> [TASKS AND EXERCISES]
1. In the comment on paying janitors, what is the janitor working for?
2. Reproduce the comment on paying janitors between "It sounds like" and "more than that.", inclusive.

> [PROVIDED PASSAGE]
------------------------
It sounds like as a serial entrepreneur you like to decide how to pay
janitors, because you can buy a few years of their time for a relatively low
cost that you can turn into wealth for yourself.

When a janitor is working, he isn't working for $4 an hour or whatever it is
you pay him. He's working for the rent & the food that will keep him alive, so
that he will have time to continue to living, and that time is valuable to
him. That's what he's getting paid, and that's why he's willing to work for
you for $4. Just because it costs you nearly nothing to hire some people for
an hour doesn't their time is worth only $4. It's worth a lot more than that.
$4 can buy enough calories to last for days, and that time will be spent with
his friends, family and his children(? possible if in India), and that's
called "intrinsic goods", something money alone can never buy, because money
only buys you time to acquire those goods.
------------------------
> [DATA EXCERPTS]
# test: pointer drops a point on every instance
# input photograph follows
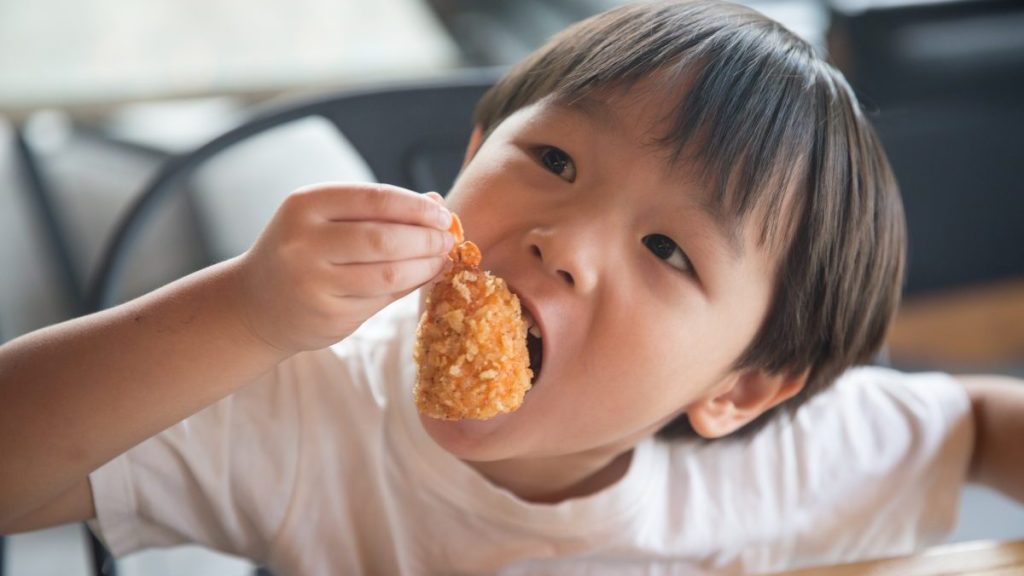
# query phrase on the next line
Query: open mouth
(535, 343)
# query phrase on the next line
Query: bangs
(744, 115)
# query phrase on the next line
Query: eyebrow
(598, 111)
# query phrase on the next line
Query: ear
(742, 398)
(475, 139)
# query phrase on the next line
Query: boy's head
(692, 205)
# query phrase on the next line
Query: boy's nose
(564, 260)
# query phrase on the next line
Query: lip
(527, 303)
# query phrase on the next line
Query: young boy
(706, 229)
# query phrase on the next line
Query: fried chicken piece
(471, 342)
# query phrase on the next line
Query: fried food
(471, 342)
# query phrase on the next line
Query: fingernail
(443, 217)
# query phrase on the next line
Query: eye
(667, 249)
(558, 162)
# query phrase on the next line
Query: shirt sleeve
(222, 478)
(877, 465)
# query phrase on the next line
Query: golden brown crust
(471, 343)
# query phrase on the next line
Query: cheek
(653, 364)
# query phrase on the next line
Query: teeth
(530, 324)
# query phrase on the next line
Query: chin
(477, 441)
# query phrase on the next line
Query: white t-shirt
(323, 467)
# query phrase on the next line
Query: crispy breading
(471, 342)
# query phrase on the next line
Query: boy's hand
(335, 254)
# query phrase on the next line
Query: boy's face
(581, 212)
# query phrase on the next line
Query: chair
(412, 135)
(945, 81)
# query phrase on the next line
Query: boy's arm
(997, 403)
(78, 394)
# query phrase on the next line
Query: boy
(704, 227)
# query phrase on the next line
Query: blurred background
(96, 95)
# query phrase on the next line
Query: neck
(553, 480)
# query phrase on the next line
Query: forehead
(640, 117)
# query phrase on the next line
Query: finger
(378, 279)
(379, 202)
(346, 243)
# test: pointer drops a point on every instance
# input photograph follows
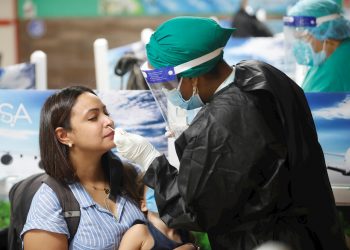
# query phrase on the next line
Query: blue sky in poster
------------------------
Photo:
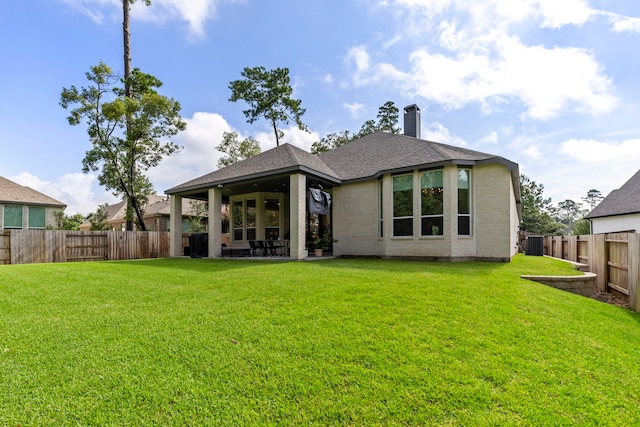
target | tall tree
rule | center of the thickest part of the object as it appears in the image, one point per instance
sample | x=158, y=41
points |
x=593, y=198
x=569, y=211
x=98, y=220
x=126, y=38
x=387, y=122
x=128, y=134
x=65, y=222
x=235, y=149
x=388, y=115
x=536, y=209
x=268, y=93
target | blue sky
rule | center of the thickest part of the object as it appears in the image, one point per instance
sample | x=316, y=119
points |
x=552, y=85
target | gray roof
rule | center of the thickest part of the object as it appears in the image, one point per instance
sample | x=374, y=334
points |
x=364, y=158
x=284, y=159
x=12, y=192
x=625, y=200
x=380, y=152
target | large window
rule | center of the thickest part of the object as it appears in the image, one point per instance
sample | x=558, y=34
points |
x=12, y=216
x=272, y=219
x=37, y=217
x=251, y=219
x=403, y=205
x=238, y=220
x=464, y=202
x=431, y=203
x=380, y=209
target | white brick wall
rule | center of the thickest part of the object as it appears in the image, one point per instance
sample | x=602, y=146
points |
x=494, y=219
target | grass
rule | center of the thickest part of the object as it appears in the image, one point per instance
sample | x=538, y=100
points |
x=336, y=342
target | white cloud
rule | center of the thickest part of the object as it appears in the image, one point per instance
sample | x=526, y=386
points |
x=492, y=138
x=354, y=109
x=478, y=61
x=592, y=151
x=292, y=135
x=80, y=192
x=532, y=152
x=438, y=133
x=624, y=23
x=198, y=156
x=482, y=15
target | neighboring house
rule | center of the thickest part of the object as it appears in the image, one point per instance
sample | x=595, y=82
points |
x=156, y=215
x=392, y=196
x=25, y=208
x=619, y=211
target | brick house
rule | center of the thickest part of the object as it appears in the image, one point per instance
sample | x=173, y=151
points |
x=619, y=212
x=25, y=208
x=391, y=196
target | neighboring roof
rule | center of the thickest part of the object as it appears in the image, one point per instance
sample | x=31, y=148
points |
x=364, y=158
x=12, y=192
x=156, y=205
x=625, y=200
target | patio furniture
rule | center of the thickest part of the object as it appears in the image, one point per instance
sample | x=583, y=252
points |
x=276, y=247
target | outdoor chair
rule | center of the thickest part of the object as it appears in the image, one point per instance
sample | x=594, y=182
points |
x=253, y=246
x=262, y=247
------------------------
> [CORRECT ANSWERS]
1. He is working for the rent and the food that will keep him alive.

2.
It sounds like as a serial entrepreneur you like to decide how to pay
janitors, because you can buy a few years of their time for a relatively low
cost that you can turn into wealth for yourself.

When a janitor is working, he isn't working for $4 an hour or whatever it is
you pay him. He's working for the rent & the food that will keep him alive, so
that he will have time to continue to living, and that time is valuable to
him. That's what he's getting paid, and that's why he's willing to work for
you for $4. Just because it costs you nearly nothing to hire some people for
an hour doesn't their time is worth only $4. It's worth a lot more than that.